Task description: Beginning at the line that contains "Task: mark one point on every instance of the decorative", transcribe the remaining lines of the listing exactly; include the final line and omit everything before.

··········

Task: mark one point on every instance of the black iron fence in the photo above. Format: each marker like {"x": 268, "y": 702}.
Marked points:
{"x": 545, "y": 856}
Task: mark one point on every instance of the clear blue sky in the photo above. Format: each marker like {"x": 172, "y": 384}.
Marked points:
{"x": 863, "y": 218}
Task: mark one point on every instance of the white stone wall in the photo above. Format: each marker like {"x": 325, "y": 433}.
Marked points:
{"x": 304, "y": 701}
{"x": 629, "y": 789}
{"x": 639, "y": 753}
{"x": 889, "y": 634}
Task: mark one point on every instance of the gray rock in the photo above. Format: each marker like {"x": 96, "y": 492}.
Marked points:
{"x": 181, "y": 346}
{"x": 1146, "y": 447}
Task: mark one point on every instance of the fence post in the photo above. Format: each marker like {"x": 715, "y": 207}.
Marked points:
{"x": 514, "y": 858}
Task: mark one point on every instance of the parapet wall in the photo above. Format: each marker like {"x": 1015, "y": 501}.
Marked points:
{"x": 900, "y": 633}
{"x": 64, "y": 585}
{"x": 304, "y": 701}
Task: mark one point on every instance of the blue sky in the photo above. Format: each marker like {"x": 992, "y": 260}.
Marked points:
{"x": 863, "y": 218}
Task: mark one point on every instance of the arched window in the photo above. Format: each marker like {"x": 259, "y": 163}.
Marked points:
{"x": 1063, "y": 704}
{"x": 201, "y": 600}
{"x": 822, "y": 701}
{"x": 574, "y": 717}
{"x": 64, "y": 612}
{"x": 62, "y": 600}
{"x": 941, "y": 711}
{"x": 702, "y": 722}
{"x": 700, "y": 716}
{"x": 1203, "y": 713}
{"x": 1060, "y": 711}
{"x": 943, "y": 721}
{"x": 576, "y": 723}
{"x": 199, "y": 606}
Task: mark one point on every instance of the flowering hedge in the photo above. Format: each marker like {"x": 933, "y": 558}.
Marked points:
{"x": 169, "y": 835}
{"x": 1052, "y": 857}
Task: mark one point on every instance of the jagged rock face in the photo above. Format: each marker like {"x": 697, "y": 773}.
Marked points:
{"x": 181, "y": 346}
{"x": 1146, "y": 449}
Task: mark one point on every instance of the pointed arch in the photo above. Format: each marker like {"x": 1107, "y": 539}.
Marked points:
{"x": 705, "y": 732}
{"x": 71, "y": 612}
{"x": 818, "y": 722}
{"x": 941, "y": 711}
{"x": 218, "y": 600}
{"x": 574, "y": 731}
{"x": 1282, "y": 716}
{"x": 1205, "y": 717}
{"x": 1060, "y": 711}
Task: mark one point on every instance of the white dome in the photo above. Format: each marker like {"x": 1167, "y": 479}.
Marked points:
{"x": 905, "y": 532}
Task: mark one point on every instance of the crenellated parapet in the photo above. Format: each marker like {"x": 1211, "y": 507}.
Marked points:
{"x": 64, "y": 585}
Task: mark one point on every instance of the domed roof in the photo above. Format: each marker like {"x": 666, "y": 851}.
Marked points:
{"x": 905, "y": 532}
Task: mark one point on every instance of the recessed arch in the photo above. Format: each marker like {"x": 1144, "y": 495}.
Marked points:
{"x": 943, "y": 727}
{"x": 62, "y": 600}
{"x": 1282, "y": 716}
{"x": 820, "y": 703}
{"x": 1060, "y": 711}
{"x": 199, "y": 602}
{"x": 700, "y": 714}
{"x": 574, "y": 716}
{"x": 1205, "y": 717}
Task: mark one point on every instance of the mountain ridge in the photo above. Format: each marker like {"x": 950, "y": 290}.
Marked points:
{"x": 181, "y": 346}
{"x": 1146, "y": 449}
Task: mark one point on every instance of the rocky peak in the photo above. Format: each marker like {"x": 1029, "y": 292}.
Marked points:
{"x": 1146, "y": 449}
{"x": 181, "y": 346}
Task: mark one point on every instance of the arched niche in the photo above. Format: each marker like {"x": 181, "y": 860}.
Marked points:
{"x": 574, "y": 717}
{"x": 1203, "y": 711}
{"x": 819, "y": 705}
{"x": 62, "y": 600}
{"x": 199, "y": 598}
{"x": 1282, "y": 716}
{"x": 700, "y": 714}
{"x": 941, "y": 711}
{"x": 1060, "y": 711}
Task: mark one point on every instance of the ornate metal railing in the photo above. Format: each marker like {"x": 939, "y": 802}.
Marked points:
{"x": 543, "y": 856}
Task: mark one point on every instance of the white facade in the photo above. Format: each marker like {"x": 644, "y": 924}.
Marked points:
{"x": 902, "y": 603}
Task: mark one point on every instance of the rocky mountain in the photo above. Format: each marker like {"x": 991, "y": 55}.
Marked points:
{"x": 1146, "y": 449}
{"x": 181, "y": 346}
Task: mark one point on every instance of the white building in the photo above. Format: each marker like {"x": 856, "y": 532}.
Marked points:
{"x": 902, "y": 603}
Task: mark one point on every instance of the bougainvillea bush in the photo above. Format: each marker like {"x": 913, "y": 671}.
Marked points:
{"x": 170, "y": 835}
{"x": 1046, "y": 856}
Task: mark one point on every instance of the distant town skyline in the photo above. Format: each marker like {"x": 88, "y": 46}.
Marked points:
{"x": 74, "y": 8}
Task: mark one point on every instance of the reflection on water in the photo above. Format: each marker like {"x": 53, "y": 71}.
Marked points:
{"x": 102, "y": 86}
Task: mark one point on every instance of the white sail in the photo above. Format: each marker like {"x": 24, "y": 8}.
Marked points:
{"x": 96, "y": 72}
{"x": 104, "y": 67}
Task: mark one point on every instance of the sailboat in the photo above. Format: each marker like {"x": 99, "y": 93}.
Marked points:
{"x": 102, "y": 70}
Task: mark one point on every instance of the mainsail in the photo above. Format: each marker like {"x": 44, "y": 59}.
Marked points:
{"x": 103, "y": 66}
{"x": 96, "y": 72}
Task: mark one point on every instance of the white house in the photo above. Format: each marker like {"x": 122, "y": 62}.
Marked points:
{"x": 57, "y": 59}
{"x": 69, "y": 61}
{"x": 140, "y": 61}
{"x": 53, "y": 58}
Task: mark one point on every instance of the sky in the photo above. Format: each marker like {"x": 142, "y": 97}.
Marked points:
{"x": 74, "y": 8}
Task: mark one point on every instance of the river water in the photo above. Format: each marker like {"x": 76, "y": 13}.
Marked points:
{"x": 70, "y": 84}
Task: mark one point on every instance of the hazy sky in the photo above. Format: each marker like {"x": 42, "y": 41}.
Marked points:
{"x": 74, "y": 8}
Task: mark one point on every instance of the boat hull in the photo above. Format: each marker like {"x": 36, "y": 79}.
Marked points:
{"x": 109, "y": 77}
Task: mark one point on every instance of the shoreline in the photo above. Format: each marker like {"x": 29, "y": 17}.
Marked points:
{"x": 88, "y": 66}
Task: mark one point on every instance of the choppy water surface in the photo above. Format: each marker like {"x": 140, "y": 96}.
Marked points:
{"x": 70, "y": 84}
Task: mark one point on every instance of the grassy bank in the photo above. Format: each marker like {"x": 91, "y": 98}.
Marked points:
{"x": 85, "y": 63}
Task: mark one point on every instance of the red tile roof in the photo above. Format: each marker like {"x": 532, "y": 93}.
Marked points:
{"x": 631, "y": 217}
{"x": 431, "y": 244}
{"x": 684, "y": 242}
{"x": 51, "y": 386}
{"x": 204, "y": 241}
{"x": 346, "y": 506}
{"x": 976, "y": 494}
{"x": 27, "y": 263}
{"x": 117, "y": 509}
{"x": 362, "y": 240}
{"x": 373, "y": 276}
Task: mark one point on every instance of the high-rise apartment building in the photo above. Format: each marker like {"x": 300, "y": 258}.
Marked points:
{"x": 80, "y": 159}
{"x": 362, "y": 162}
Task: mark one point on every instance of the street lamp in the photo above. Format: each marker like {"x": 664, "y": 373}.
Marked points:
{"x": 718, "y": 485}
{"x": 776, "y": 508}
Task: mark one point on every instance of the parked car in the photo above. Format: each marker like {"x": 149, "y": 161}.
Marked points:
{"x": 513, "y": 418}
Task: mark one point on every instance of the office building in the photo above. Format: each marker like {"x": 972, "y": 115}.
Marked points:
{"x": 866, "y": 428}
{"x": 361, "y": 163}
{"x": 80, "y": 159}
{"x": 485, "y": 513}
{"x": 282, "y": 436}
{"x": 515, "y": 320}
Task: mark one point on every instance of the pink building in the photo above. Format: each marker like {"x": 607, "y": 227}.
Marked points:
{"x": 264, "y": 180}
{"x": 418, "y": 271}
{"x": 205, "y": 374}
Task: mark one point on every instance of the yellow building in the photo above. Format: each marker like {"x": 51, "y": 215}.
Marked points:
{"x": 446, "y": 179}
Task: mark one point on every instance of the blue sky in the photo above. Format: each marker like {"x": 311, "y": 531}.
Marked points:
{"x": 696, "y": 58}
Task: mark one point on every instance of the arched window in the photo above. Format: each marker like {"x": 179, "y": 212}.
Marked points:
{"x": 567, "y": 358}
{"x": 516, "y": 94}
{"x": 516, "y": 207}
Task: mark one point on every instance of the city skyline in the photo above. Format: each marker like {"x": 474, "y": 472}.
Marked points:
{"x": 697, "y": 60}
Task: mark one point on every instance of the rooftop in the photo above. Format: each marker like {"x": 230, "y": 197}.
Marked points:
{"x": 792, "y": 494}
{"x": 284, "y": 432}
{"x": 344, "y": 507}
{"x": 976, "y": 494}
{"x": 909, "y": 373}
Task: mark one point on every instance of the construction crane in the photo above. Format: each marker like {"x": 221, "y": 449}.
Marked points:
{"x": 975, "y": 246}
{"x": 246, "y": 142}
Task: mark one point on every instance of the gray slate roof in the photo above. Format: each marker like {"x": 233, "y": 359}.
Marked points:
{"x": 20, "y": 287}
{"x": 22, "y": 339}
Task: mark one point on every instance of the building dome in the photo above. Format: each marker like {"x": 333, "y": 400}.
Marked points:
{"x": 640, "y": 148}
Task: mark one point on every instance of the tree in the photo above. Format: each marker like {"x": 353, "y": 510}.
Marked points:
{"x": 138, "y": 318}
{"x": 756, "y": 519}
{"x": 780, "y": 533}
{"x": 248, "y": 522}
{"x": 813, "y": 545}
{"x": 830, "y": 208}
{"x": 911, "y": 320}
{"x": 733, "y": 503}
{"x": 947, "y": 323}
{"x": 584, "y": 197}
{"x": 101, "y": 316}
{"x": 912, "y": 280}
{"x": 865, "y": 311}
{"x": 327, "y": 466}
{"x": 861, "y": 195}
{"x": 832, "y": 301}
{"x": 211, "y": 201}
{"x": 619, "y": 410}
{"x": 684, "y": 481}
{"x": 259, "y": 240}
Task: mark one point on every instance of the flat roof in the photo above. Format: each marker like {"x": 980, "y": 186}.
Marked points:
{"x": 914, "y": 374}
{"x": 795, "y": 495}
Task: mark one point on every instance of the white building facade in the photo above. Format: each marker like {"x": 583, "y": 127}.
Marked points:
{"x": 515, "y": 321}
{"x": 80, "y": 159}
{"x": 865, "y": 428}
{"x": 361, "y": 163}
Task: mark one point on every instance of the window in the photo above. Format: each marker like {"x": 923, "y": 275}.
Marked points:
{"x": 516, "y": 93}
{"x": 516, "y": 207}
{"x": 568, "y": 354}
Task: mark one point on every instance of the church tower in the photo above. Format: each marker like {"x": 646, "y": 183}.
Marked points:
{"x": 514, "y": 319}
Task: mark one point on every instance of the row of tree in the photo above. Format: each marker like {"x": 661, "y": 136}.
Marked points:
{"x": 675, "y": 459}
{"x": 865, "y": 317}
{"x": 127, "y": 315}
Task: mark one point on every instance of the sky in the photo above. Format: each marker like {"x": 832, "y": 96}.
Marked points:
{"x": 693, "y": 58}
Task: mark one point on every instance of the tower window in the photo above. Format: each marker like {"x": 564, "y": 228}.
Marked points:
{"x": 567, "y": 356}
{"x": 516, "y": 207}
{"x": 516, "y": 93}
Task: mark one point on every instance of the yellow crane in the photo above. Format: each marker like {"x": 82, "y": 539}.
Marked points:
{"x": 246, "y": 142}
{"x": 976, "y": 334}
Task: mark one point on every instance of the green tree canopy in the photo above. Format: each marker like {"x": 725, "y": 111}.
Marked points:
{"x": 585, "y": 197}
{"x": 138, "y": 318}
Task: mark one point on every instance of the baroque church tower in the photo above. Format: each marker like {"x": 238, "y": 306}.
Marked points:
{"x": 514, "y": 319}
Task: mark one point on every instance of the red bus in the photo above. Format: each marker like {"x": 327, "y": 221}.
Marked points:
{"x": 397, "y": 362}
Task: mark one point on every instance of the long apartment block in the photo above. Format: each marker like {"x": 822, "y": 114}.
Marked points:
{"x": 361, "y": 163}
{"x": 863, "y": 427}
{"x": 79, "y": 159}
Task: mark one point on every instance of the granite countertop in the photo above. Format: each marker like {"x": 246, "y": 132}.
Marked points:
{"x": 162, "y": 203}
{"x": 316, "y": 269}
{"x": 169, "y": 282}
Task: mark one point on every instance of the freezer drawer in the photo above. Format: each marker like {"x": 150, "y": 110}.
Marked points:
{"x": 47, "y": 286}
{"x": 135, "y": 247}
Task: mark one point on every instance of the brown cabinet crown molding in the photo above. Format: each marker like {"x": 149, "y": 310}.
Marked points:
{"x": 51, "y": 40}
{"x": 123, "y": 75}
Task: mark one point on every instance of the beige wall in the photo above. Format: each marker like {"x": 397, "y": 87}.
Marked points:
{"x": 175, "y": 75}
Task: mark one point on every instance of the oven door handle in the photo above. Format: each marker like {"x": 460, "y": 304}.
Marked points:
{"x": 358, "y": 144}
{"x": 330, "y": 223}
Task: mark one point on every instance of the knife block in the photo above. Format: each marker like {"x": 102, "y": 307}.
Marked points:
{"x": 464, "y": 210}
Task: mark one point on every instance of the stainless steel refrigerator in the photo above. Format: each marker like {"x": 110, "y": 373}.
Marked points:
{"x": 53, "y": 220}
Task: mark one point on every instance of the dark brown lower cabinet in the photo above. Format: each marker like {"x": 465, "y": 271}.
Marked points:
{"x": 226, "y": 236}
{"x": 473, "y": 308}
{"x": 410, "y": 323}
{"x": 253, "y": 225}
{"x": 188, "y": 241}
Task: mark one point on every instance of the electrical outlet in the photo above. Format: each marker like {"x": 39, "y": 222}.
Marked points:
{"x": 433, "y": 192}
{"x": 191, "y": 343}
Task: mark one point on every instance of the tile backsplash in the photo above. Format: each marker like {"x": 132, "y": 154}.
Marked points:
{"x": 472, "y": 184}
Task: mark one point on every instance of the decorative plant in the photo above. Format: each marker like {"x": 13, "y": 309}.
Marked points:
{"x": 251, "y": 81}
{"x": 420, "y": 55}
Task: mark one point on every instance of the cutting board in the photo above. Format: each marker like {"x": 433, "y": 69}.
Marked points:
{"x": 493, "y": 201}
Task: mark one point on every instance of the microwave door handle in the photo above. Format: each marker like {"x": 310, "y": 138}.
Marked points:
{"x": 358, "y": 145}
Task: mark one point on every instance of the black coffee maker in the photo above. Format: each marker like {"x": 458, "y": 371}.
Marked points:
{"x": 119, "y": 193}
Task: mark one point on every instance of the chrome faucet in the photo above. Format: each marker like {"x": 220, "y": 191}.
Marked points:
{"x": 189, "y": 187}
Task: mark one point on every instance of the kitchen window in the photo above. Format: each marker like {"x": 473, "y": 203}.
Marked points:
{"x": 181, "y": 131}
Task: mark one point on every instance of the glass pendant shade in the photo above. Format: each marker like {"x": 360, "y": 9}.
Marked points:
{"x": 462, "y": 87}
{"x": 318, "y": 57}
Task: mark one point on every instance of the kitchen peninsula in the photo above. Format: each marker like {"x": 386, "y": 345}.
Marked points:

··········

Solution to the problem:
Task: mark one point on every instance of the decorative plant in the photo above. Format: each marker like {"x": 13, "y": 309}.
Marked points:
{"x": 251, "y": 81}
{"x": 420, "y": 55}
Task: mark one point on every instance of the cutting board in the photo above. Format: each marker like {"x": 433, "y": 69}.
Marked points:
{"x": 493, "y": 201}
Task: mark one point on every instance of the microwave door handle in the photo above. Format: each marker like {"x": 310, "y": 138}.
Marked points:
{"x": 358, "y": 145}
Task: mark one point on every instance of the black coffee maker in the photo above. Format: each marker like {"x": 458, "y": 371}.
Marked points:
{"x": 119, "y": 193}
Task: mark one point on every instance of the chrome faucet in the photo above. Format: each marker like {"x": 220, "y": 191}.
Marked points:
{"x": 189, "y": 187}
Task: mark one point on every instance of the kitchen window in the photo above. Format: each marker like {"x": 473, "y": 203}.
Marked points:
{"x": 181, "y": 131}
Task: mark one point on every instance of the glass pendant shade in the photo above. Format: each marker like {"x": 360, "y": 9}.
Marked points:
{"x": 462, "y": 87}
{"x": 318, "y": 57}
Task: mark one point on every instance of the kitchen peninsula in the photo above. Format: each marker like {"x": 386, "y": 345}.
Marked points:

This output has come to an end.